*Requests*.
1. In the DTensor guard commit, what problem does the commit message say some internal jobs are observing?
2. Resume the DTensor guard commit from the point where it stops.

*Selected passage*.
[dynamo][guards] 1/N Guard selectively for DTensor (pytorch#165824)

anijain2305 · pytorchmergebot · commit ee7434be822c · 2025-10-27T20:35:40.000Z
A few internal jobs are observing very high guard overhead for DTensor. Since we own DTensor, we can make those guards way faster. Pull Request resolved: pytorch#165824 Approved by: https://github.com/Lucaskabela, https://github.com/bdhirsh
diff --git a/test/distributed/tensor/test_dtensor_compile.py b/test/distributed/tensor/test_dtensor_compile.py
@@ -464,6 +464,25 @@ def g(x):
         run(g, 64, 8)
         self.assertEqual(cnt.frame_count, 2)
 
+    def test_dtensor_requires_grad_recompile(self):
+        cnt = torch._dynamo.testing.CompileCounterWithBackend("aot_eager")
+        mesh = DeviceMesh(self.device_type, torch.arange(self.world_size))
+
+        @torch.compile(backend=cnt, fullgraph=True)
+        def f(x):
+            y = x * x
+            return y.to_local()
+
+        full_x = torch.randn(8, 8, requires_grad=False)
+        x = distribute_tensor(full_x, mesh, [Shard(0)])
+        f(x)
+
+        full_x = torch.randn(8, 8, requires_grad=True)
+        x = distribute_tensor(full_x, mesh, [Shard(0)])
+        f(x)
+
+        self.assertEqual(cnt.frame_count, 2)
+
     def test_dtensor_attribute_access_on_intermediate(self):
         mesh = DeviceMesh(self.device_type, torch.arange(self.world_size))
 
diff --git a/torch/_dynamo/guards.py b/torch/_dynamo/guards.py
@@ -2150,6 +2150,19 @@ def metadata_checker(x: Any) -> bool:
             metadata_checker, get_verbose_code_parts(global_name, guard)
         )
 
+    def DTENSOR_SPEC_MATCH(self, guard: Guard) -> None:
+        # Copied from DTensor __metadata_guard__
+        # TODO - Consider moving this to C++ if stable
+        value = deepcopy(self.get(guard.name))
+
+        def guard_fn(x: Any) -> bool:
+            return x._check_equals(value, skip_shapes=True)
+
+        code = f"__dtensor_spec_{id(guard_fn)}"
+        self.get_guard_manager(guard).add_lambda_guard(
+            guard_fn, get_verbose_code_parts(code, guard)
+        )
+
     def EQUALS_MATCH(self, guard: Guard, recompile_hint: Optional[str] = None) -> None:
         ref = self.arg_ref(guard)
         val = self.get(guard.name)
diff --git a/torch/_dynamo/variables/builder.py b/torch/_dynamo/variables/builder.py
@@ -2225,25 +2225,70 @@ def wrap_tensor(self, value: torch.Tensor):
         if isinstance(source, GradSource) and is_from_optimizer_source(source):
             guard_type = GuardBuilder.NOT_NONE_MATCH
 
-        self.install_guards(
-            functools.partial(
-                guard_type,
-                value=(
-                    value
-                    if isinstance(source, NumpyTensorSource)

*Recorded information*.
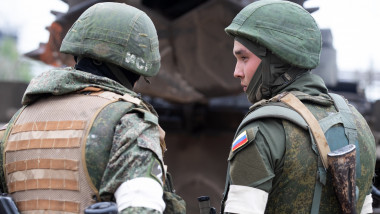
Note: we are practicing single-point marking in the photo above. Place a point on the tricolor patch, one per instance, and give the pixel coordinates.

*Exercise results*.
1. They are observing very high guard overhead for DTensor.

2.
-                    else TensorWeakRef(value)
-                ),
-            )
+        is_dtensor = torch.distributed.is_available() and isinstance(
+            value, torch.distributed.tensor.DTensor
         )
+        if not is_dtensor:
+            # We guard on the _local_tensor and the _spec, and therefore we dont
+            # have to guard on the outer DTensor.
+            self.install_guards(
+                functools.partial(
+                    guard_type,
+                    value=(
+                        value
+                        if isinstance(source, NumpyTensorSource)
+                        else TensorWeakRef(value)
+                    ),
+                )
+            )
 
         # We install TYPE_MATCH guards for traceable wrapper subclass object,
         # and recursively install corresponding guard for each inner attribute.
         if is_traceable_wrapper_subclass(value):
-            self.install_guards(GuardBuilder.TENSOR_SUBCLASS_METADATA_MATCH)
-            self.install_guards(GuardBuilder.TYPE_MATCH)
-            install_guard(
-                SubclassAttrListSource(source).make_guard(GuardBuilder.EQUALS_MATCH)
-            )
+            # Tensor subclass guards are very expensive because they are
+            # implemented in Python. Since DTensor is PyTorch-maintained class,
+            # we can skip a lot of these guards.
+            if is_dtensor:
+                self.install_guards(GuardBuilder.TYPE_MATCH)
+
+                # The inner tensor name is always _local_tensor. If its not, we
+                # raise assertion to update the check accordingly.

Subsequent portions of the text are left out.